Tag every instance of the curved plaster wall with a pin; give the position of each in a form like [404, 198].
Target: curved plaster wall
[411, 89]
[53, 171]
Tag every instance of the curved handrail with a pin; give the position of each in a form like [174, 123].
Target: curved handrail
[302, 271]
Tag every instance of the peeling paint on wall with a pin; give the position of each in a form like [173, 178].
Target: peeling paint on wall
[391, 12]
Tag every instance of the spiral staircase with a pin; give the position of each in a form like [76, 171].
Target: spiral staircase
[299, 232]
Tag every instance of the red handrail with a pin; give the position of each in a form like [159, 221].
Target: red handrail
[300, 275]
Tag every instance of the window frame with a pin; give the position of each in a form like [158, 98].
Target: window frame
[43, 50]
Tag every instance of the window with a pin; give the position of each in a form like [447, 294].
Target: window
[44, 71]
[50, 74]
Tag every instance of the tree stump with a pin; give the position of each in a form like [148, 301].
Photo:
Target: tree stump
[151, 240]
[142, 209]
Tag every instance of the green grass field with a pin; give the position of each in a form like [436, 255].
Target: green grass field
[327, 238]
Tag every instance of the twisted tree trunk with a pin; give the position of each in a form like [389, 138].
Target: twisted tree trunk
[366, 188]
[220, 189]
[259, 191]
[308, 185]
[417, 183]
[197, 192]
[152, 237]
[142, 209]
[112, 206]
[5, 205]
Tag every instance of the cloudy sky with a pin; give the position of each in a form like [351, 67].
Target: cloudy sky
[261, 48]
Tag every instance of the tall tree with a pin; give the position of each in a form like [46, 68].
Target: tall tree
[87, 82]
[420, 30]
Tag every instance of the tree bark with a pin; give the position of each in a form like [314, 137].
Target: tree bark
━━━━━━━━
Put all of the data above into a numbered list, leaving out any blank lines.

1. Tag every instance of the curved plaster wall with a pin; give the position of each in a form like [404, 198].
2. Target: curved plaster wall
3. [411, 89]
4. [53, 171]
5. Tag every instance of the curved handrail with a pin; give the position of each in a form like [174, 123].
6. Target: curved handrail
7. [302, 271]
8. Tag every instance of the peeling paint on wall with a pin; give the position of each in a form like [173, 178].
9. Target: peeling paint on wall
10. [391, 12]
11. Tag every instance of the spiral staircase with a pin; give the position of each in a form like [76, 171].
12. Target: spiral staircase
13. [299, 232]
14. Tag every instance of the red handrail with a pin; give the position of each in a form like [159, 221].
15. Target: red handrail
16. [300, 275]
17. Tag every instance of the window frame with a pin; give the position of each in a form like [158, 98].
18. Target: window frame
19. [43, 50]
20. Tag every instance of the window with a pin; give the position of each in a form like [447, 294].
21. Target: window
22. [44, 71]
23. [50, 74]
24. Tag every instance of the tree stump with a pin; give the position of each in a form like [148, 301].
25. Photo:
26. Target: tree stump
27. [151, 240]
28. [142, 209]
29. Tag every instance of the green grass field with a pin; give the position of each in a form like [436, 255].
30. Target: green grass field
31. [327, 238]
32. Tag every instance of the twisted tree trunk with a pin; give the position of each in a form like [389, 138].
33. Target: twisted tree trunk
34. [366, 188]
35. [220, 189]
36. [259, 191]
37. [308, 185]
38. [417, 183]
39. [197, 192]
40. [152, 237]
41. [142, 209]
42. [112, 206]
43. [5, 205]
44. Tag every instance of the cloudy sky with a pin; give the position of each in a form like [351, 67].
45. Target: cloudy sky
46. [261, 48]
47. Tag every instance of the tall tree with a pin; give the position of each in a form like [46, 68].
48. Target: tall tree
49. [87, 82]
50. [420, 30]
51. Tag every instance of the tree bark with a pin; give the position of each in a form like [314, 137].
52. Target: tree bark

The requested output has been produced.